◆ Text extract:
───

11 Ways to Set Boundaries with Narcissists
Narcissistic people view themselves as uniquely gifted and therefore feel entitled to take advantage of other people. They do not possess healthy boundaries, nor do they like it when others set limits against their intrusions.
Establishing solid boundaries around narcissists is essential. Here are 11 tips on setting boundaries with narcissists:
1) Know where to draw the line
Decide which behaviors you are willing to accept and which you are not. For example, if you are not willing to tolerate rudeness, bullying or name-calling, say so.
For example, one way of drawing the line is to say, “If you continue to call me names, I will end our conversation until you can be respectful.”
You don’t need to give a reason or explanation. If name-calling continues, say “As I told you, when you call me names I will leave our conversation. Goodbye.” Then leave or hang up. Don’t wait for a response. Don’t engage no matter what they do or say. The more quickly and decisively you act, the better.
Narcissists may call you more names, argue with you, or try to convince you that you are over-reacting or treating them unfairly. They will likely cycle through a variety of approaches to see if they can induce guilt or intimidate and confuse you.
While their pressure or wheedling may be unpleasant, your boundaries are not up for discussion or a vote. Establishing healthy boundaries can help you feel stronger, calmer, safer, and less overwhelmed.
2) Have an exit plan
You have the right to exit any unhealthy interaction with another person at any time. You don’t need permission.
Late for what? It doesn’t matter. With a narcissist who is being abusive, controlling or unpleasant, every moment you remain in their presence is one more moment you are late for self-care.
Or look at your phone and say ‘I’m sorry, I have to take this call.” Whether there’s a call or not.
Or set your phone alarm to buzz after however many minutes you have decided in advance to give to a narcissistic person, and then excuse yourself once the alarm goes off.
3) Set your agenda
If you watch skilled advocates being interviewed you may notice that they often do not answer the question they are asked, they answer the question they want to answer whether asked or not.
Similarly, when narcissists ask you a question or make a comment that leaves you uncomfortable, you don’t have to stay on topic.
If they ask how you are spending your money or how your relationship is going, and if they have a track record of criticizing your spending or relationships, why would you want to step in that again?
Instead, take the conversation in another direction. You can say, “Great” and change the subject.
Or shift the conversation to something you know the narcissist loves to talk about. For example, ask them what they found was the secret to a good relationship or how they learned to handle money.
While their answers may be full of self-serving platitudes, at least they are focusing on themselves — their favorite topic — not you. You may even pick up a nugget of wisdom. At the very least, it can feel validating to shift a conversation so adeptly.
4) Don’t justify, explain or overshare
You do not deserve interrogation. The less you share of a personal nature with a narcissist, the less information they have to use against you.
If they criticize something you are doing, you can simply say, “I feel confident about my actions” or “I hear your opinion, I will keep that in mind.”

───

(Rows from a box-labeling dataset)
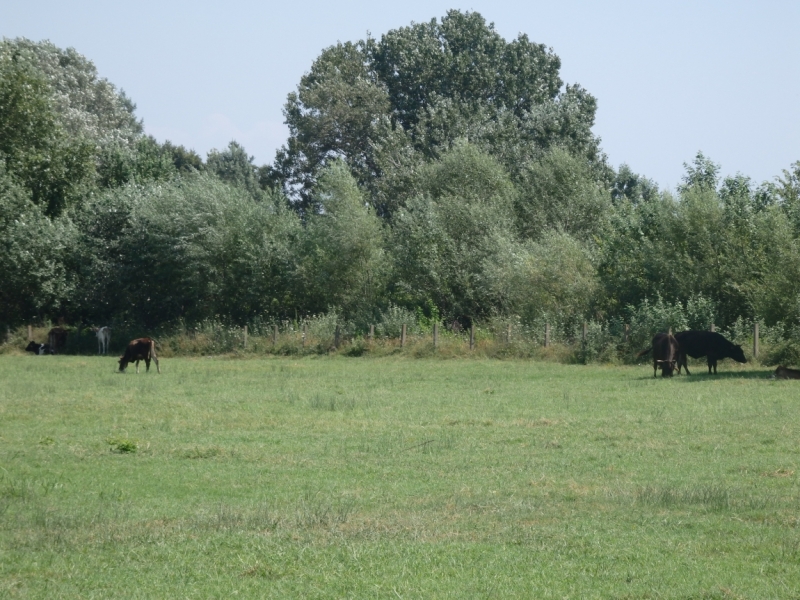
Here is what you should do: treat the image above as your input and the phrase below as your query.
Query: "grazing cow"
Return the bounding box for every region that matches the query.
[675,329,747,375]
[47,327,67,354]
[636,333,678,377]
[119,338,161,373]
[25,342,55,356]
[92,327,111,354]
[772,366,800,379]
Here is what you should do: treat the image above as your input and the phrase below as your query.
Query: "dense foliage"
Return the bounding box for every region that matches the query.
[0,11,800,352]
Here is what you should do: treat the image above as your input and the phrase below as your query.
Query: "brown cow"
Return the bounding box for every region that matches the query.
[119,338,161,373]
[772,366,800,379]
[636,331,678,377]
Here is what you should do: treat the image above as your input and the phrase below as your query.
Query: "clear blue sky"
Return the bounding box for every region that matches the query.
[0,0,800,187]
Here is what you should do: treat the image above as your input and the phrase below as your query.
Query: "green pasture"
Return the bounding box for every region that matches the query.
[0,355,800,599]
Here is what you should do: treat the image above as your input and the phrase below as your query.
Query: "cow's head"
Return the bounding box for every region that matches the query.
[656,360,678,377]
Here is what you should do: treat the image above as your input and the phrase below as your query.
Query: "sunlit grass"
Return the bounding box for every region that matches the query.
[0,356,800,598]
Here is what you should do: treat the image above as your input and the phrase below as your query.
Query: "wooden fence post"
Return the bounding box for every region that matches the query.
[753,323,758,358]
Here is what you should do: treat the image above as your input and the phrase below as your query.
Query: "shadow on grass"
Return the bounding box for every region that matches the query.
[638,369,775,383]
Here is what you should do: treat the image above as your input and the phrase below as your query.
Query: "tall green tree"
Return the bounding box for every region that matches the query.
[300,161,389,322]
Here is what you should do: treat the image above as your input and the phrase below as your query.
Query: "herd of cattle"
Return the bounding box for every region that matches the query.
[636,330,800,379]
[25,327,800,379]
[25,327,161,373]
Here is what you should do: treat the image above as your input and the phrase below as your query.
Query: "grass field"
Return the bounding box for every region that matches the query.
[0,355,800,599]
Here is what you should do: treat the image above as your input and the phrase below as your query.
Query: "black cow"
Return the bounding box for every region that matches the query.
[636,333,679,377]
[675,329,747,375]
[119,338,161,373]
[772,366,800,379]
[25,342,55,356]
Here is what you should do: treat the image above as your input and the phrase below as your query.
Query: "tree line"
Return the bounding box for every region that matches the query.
[0,11,800,344]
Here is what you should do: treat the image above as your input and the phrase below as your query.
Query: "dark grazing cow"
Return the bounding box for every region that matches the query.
[636,333,678,377]
[772,366,800,379]
[25,342,55,356]
[675,329,747,375]
[119,338,161,373]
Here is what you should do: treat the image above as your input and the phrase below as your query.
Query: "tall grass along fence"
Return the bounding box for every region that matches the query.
[0,311,800,365]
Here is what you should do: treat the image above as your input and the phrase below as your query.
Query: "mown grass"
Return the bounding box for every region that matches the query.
[0,356,800,598]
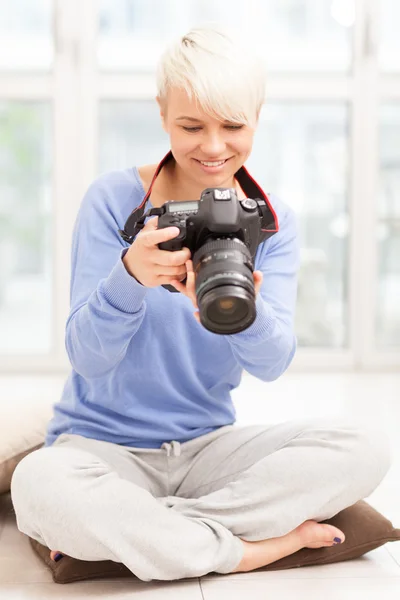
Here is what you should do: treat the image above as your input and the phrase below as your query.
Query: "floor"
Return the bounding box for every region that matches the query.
[0,373,400,600]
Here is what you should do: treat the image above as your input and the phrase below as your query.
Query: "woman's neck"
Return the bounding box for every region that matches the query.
[152,160,245,202]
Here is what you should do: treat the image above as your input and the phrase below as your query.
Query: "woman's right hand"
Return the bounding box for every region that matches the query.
[122,217,191,288]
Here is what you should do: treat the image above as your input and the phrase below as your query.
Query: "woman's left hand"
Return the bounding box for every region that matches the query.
[171,260,263,323]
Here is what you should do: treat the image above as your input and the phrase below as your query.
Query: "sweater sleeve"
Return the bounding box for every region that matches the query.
[222,210,300,381]
[65,178,147,378]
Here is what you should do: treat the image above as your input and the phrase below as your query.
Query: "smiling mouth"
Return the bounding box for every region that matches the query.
[194,158,229,167]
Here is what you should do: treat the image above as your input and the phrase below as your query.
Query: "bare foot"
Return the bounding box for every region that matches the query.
[231,521,345,573]
[50,550,61,562]
[295,521,346,548]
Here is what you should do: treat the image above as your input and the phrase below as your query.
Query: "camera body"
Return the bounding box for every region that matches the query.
[158,188,265,334]
[158,188,261,258]
[119,178,279,334]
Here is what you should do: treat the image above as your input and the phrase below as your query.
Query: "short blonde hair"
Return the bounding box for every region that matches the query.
[157,24,266,127]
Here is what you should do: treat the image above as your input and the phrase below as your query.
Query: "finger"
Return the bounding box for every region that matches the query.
[153,248,190,267]
[186,260,198,308]
[142,215,158,231]
[171,279,187,295]
[141,227,180,248]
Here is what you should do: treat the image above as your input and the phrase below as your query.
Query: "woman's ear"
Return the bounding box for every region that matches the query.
[156,96,168,133]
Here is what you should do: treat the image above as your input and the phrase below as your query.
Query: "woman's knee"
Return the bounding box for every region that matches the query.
[355,426,392,495]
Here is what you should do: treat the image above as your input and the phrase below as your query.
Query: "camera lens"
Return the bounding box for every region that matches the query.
[193,238,256,334]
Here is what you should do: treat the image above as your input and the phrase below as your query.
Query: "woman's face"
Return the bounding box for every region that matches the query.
[157,88,255,188]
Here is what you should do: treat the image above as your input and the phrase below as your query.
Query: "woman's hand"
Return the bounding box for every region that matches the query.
[171,260,263,323]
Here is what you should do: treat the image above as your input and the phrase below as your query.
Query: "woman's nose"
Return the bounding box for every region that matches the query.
[201,135,225,158]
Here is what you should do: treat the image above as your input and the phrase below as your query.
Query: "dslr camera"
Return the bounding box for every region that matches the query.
[119,188,277,335]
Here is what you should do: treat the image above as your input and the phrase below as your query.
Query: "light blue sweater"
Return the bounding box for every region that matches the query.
[45,168,299,448]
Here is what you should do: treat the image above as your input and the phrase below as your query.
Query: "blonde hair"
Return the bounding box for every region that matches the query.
[157,24,266,127]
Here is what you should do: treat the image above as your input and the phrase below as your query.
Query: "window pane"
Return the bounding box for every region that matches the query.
[379,0,400,72]
[99,101,349,347]
[376,104,400,348]
[98,0,355,73]
[0,0,53,70]
[0,102,53,354]
[99,100,169,172]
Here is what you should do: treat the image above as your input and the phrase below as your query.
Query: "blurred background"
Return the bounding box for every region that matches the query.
[0,0,400,373]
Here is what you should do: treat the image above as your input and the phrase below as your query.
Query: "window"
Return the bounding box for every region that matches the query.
[0,0,400,371]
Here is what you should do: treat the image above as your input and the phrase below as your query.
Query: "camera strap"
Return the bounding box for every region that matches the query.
[118,150,279,244]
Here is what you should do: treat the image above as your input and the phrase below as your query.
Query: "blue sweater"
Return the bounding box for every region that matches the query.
[45,168,299,448]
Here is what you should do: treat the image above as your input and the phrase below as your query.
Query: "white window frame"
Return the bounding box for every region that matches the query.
[0,0,400,374]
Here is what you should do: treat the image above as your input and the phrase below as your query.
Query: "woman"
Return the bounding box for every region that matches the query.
[11,28,389,581]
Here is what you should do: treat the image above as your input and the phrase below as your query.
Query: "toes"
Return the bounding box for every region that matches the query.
[50,550,62,562]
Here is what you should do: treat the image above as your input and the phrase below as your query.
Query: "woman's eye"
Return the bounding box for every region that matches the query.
[182,125,201,131]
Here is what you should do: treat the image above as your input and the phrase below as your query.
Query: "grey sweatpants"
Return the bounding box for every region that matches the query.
[11,419,391,581]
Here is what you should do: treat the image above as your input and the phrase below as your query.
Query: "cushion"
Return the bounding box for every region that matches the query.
[29,500,400,583]
[0,390,54,494]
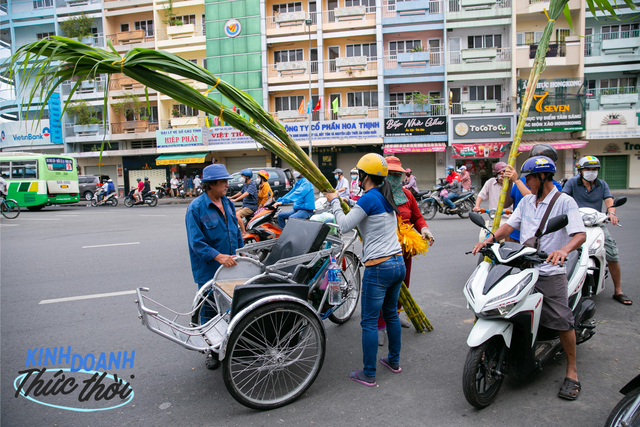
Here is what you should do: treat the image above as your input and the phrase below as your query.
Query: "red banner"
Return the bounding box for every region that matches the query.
[451,142,509,159]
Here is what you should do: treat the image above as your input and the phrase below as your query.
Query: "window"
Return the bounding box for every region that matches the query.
[347,43,377,61]
[273,49,304,64]
[173,15,196,25]
[467,34,502,49]
[516,31,542,46]
[172,104,200,117]
[601,24,640,40]
[36,31,56,40]
[9,160,38,179]
[344,0,376,13]
[389,40,422,55]
[133,19,153,37]
[276,95,304,112]
[469,85,502,101]
[273,1,302,13]
[347,91,378,108]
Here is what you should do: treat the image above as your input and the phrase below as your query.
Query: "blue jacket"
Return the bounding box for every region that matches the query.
[185,193,244,286]
[278,176,316,211]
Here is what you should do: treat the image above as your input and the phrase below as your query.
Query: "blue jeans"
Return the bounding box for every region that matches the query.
[278,209,313,228]
[360,255,406,377]
[442,193,458,209]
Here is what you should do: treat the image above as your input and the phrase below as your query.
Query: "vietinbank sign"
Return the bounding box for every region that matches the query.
[0,120,62,148]
[13,346,136,412]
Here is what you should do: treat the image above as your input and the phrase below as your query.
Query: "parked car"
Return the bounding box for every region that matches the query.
[227,168,293,201]
[78,175,109,201]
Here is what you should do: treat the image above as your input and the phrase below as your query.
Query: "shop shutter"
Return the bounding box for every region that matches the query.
[599,156,628,190]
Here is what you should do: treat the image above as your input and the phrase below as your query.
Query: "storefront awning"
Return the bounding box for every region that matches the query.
[518,139,588,151]
[384,142,447,153]
[156,153,207,166]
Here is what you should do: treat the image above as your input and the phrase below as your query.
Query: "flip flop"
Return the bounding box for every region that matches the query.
[558,378,582,400]
[613,294,633,305]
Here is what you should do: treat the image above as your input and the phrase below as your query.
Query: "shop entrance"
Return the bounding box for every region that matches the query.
[599,156,628,190]
[456,158,501,192]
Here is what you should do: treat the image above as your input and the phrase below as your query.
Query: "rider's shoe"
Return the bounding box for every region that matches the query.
[204,353,220,371]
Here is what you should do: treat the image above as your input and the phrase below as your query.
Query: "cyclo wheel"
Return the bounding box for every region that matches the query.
[2,199,20,219]
[462,337,505,409]
[222,301,326,410]
[329,252,362,325]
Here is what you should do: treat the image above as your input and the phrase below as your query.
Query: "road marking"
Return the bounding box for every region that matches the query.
[82,242,140,249]
[39,291,136,304]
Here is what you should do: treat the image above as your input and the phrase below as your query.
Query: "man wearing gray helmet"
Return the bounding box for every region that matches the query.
[562,156,633,305]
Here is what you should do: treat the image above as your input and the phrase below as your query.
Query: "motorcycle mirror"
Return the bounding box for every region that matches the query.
[469,212,487,230]
[613,197,627,208]
[542,215,569,236]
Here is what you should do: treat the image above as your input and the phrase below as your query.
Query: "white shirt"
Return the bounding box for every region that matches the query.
[507,187,586,276]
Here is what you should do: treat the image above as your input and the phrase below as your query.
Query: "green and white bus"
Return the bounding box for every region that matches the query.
[0,152,80,211]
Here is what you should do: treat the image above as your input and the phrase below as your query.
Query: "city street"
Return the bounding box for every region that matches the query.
[0,192,640,427]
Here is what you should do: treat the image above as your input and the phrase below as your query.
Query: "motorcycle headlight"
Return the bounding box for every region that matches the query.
[464,266,480,301]
[582,214,598,227]
[589,237,604,255]
[483,273,533,316]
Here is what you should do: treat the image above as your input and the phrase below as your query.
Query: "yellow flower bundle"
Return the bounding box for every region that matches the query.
[396,217,429,257]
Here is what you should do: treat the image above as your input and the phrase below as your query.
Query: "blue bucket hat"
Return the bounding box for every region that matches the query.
[201,164,231,182]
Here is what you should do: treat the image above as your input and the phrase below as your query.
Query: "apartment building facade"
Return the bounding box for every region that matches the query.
[0,0,640,188]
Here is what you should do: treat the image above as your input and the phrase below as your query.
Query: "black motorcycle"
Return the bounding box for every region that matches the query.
[605,375,640,427]
[418,178,476,221]
[124,189,158,208]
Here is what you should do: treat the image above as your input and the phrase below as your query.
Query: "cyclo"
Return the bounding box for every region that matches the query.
[136,219,361,410]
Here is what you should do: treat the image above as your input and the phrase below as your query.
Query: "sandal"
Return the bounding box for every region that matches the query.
[613,294,633,305]
[558,378,582,400]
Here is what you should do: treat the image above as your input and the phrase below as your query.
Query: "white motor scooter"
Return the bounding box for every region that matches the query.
[580,197,627,297]
[462,213,596,409]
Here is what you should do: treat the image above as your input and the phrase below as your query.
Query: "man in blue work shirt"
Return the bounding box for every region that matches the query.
[273,171,315,228]
[185,164,243,369]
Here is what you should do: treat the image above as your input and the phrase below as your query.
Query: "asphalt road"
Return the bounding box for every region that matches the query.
[0,195,640,427]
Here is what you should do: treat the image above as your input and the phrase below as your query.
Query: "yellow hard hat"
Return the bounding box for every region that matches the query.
[356,153,389,176]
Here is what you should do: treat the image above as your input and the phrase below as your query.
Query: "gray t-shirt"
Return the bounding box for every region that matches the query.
[562,175,613,212]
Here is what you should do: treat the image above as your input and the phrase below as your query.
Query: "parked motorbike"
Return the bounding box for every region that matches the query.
[462,212,596,409]
[580,197,627,297]
[91,191,118,207]
[604,375,640,427]
[124,188,158,208]
[418,178,476,221]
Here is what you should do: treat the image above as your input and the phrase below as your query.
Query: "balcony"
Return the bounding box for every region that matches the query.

───

◆ Tasks to perform:
A. Rewrite the passage of the article on setting boundaries with narcissists, starting with "For example, one" and going on through "and confuse you.", replacing "conversation" with "chat".
B. Copy out every line of the records that contains the string "grazing".
The article and the records have no connection to each other.

◆ Problem solutions:
A.
For example, one way of drawing the line is to say, “If you continue to call me names, I will end our chat until you can be respectful.”
You don’t need to give a reason or explanation. If name-calling continues, say “As I told you, when you call me names I will leave our chat. Goodbye.” Then leave or hang up. Don’t wait for a response. Don’t engage no matter what they do or say. The more quickly and decisively you act, the better.
Narcissists may call you more names, argue with you, or try to convince you that you are over-reacting or treating them unfairly. They will likely cycle through a variety of approaches to see if they can induce guilt or intimidate and confuse you.

B.
Query: "grazing cow"
Query: "dark grazing cow"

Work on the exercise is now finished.